# DIRECTIONS
1. According to the passage on Pereira and Descartes, in what year did Descartes write to Father Marin Mersenne to defend himself?
2. Write out the part of the passage on Pereira and Descartes that starts at "However, many others" and ends at "Cardoso and Voltaire.".

# PROVIDED PASSAGE
History has not recognized his contribution even though Descartes had already been accused of plagiarism in his time, for example by Pierre Daniel Huet.

Although Pereira recognizes that animals have souls, it dies with them. The human soul, however, is self-sufficient and thus immortal. He provides three proofs that he claims had not been discovered. First, because of its consciousness, the human soul is capable of knowing independent of the body, and thus is capable of existing despite the body's death. Secondly, the human soul does not change even though the body ages or becomes diseased, that is, its essence is not affected by extrinsic factors. Thirdly, it is the desire of all humans to attain happiness, which, alongside the wish to know the future and the consequences of our actions, are the reasons that prompt us to do good, because evil deeds lead to punishment and misfortune.

== Pereira and Descartes ==
After René Descartes published his Discourse on Method in 1637, the originality of the thoughts was questioned and even said to be an overt plagiarism of Gómez Pereira, as the Spanish philosopher had been studied by many prestigious intellectuals during the 16th and 17th Centuries.

The first to suggest the similarities between the two was Pierre Daniel Huet, originally a follower then an opponent of Cartesian philosophy. Descartes himself was forced to defend himself against these accusations, as is evidenced by a letter he wrote in 1641 to his friend Father Marin Mersenne:

I have not seen Antoniana Margarita, nor do I have a great need to see it any more than the Theses of Louvain or the book of Hansenius, but I would like to know where to find a copy if you think it necessary.

Many scholars of the 17th and 18th Centuries sided with Descartes and despised the work of Pereira, among them Pierre Bayle (although he did recognize the similarity between the two) and the Enclyopedists Diderot and d'Alembert who said:

Descartes is the first philosopher who dared to consider animals as mere machines: therefore, Gómez Pereira, who said this some time before him . . . stumbled upon this hypothesis by chance.

However, many others have defended the contrary thesis. Even accepting that Descartes may not have read the work of Pereira, they argue that he was influenced indirectly, especially through the work of another Spanish physician and philosopher, Francisco Valles, who read it in French. Among those who accuse Descartes of being a counterfeit are Isaac Cardoso and Voltaire.

The basis for this criticism is the striking similarities between the two thinkers on some key points:

1. The empirical method: Descartes' is a priori and deductive, whereas Pereira's is a posteriori and inductive.
2. Souls of animals: for both, it is a material soul, limited and mortal
3. The "automatism of beasts": whereas Descartes says that animals have a body, mind and memory, Pereira says the same using different language, viz., animals have internal structure or soma, external stimuli or phantasmae, and the ability to learn or memoria.
4. The basic syllogism is strikingly similar in both, the "Cogito ergo sum" ("je pense, donc je suis") of Descartes versus the "quidquid noscit, est, ergo ego sum" of Pereira (which precedes Descartes by some one hundred years).

# MATERIAL PROVIDED
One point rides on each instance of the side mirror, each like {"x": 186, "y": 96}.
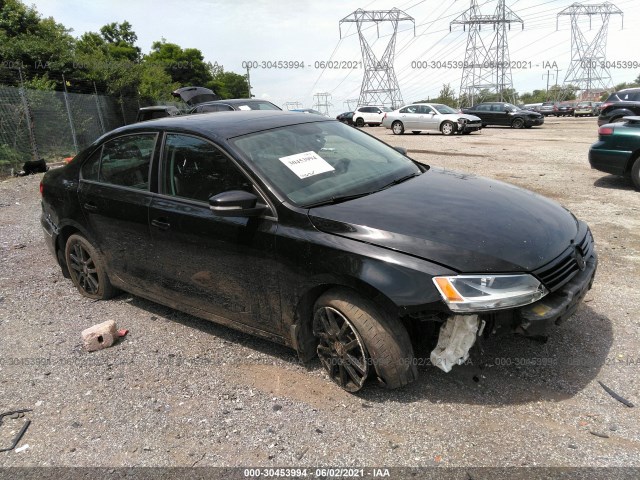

# ANSWERS FOR THE EXERCISE
1. 1641

2.
However, many others have defended the contrary thesis. Even accepting that Descartes may not have read the work of Pereira, they argue that he was influenced indirectly, especially through the work of another Spanish physician and philosopher, Francisco Valles, who read it in French. Among those who accuse Descartes of being a counterfeit are Isaac Cardoso and Voltaire.